_WHAT IS EXPECTED_: Copy all of the data below word for word, and leave the pictures out.

_DATASET EXCERPTS_:
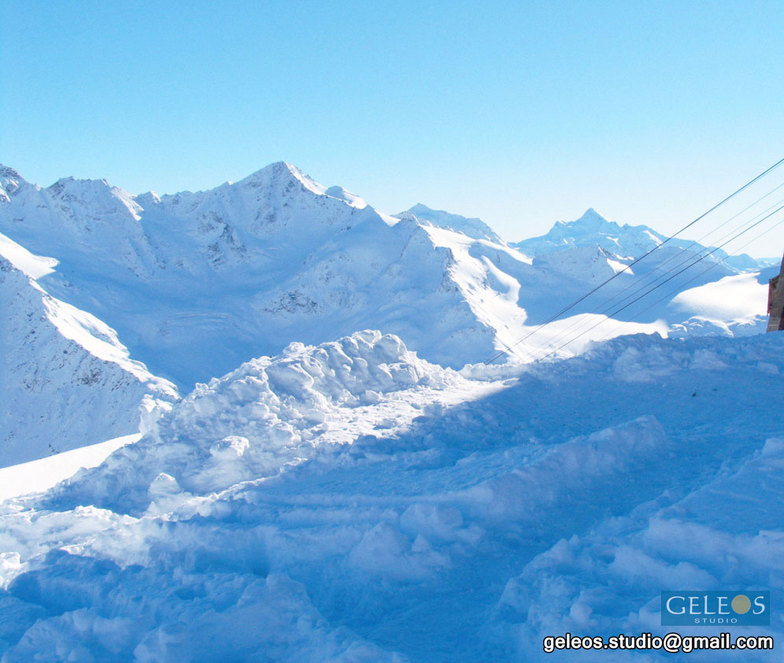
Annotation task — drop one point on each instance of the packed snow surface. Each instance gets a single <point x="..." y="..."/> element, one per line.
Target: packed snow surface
<point x="351" y="502"/>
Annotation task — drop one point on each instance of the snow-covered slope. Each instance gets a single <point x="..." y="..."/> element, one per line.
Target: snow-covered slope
<point x="471" y="227"/>
<point x="564" y="503"/>
<point x="65" y="379"/>
<point x="197" y="283"/>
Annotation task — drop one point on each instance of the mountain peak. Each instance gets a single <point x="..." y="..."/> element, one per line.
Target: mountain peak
<point x="471" y="226"/>
<point x="9" y="173"/>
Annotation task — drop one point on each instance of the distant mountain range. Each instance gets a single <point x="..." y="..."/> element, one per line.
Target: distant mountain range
<point x="194" y="284"/>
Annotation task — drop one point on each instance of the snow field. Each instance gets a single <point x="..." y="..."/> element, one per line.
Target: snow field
<point x="565" y="501"/>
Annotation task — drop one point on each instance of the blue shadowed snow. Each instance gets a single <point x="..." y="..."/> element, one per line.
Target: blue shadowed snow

_THE SOLUTION_:
Annotation task — drop one point on each instance of the packed snow surface. Each instance gets a single <point x="..." y="..."/> element, one per line.
Target: packed snow surface
<point x="351" y="502"/>
Annotation task — drop one point on each instance of the snow-covered slope. Each instance gets a single <point x="..." y="..."/> element, one per line.
Target: snow-covered slope
<point x="471" y="227"/>
<point x="564" y="503"/>
<point x="65" y="379"/>
<point x="197" y="283"/>
Annotation task — drop one point on each instance of the mountain peak. Each instance gets a single <point x="..." y="..."/> element, one per line.
Target: mountain peak
<point x="471" y="226"/>
<point x="9" y="173"/>
Annotation task — drop one point on each instance of the distant mountain range. Each instance gets a single <point x="..." y="..."/> element, one per line.
Target: distant mountain range
<point x="194" y="284"/>
Annotation task — drop one point on each instance of the snow field. Each instance gets a single <point x="..." y="..."/> element, one per line.
Target: snow field
<point x="565" y="501"/>
Annotation task — drop one point on each instance of the blue shadowed snow. Each instance gets a single <point x="..." y="..."/> element, one per line.
Target: blue shadowed snow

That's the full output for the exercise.